• **Aim of the exercise**: Reproduce the data that follows in its entirety, character for character.

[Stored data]
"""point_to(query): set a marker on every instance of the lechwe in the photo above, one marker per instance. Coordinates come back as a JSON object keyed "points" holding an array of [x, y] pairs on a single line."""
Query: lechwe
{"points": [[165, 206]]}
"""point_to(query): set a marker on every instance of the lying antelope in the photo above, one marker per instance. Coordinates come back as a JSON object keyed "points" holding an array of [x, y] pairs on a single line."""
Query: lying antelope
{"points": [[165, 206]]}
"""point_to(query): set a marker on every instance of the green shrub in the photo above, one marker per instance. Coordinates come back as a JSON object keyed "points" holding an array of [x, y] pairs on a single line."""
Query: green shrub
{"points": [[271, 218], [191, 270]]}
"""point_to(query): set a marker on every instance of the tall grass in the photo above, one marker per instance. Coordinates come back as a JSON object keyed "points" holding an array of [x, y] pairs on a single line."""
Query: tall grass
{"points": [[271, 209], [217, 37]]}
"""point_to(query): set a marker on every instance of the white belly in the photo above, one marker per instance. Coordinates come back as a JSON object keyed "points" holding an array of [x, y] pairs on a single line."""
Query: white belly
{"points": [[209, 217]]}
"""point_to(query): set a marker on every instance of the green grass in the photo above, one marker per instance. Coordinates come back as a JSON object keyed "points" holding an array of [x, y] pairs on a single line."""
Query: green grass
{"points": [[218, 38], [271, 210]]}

• **Solution to this task**:
"""point_to(query): set a marker on every instance of the lechwe in the photo above, one marker per instance. Coordinates come back as a JSON object keyed "points" holding an array of [x, y] pairs on a single line."""
Query: lechwe
{"points": [[165, 206]]}
"""point_to(query): set a marker on every instance of the lying antelope in the photo above, one marker per instance. Coordinates come back as a JSON object keyed "points" holding an array of [x, y] pairs on a single line."""
Query: lying antelope
{"points": [[165, 206]]}
"""point_to(query): set a marker on every instance of the green shrub in the photo above, one marker per instance. Coordinates come back as a JSON object keyed "points" holding an array of [x, y] pairs on a single line."""
Query: green shrub
{"points": [[271, 218], [191, 270]]}
"""point_to(query): set a marker on every instance of the tall grass in the photo above, one marker per instance. Coordinates come back as a JSON object keyed "points" holding an array of [x, y] pairs on a single line."""
Query: tall grass
{"points": [[271, 209], [217, 37]]}
"""point_to(query): set a marker on every instance of the white belly in the photo above, one marker per instance. Coordinates come back as a JSON object keyed "points" holding an array of [x, y] pairs on a single line."""
Query: white belly
{"points": [[209, 217]]}
"""point_to(query): set a marker on every instance of the green grass in the photo above, one marker per instance. Coordinates come back as a JSON object keyed "points" holding an array of [x, y] pairs on a single line."""
Query: green grass
{"points": [[218, 38], [271, 210]]}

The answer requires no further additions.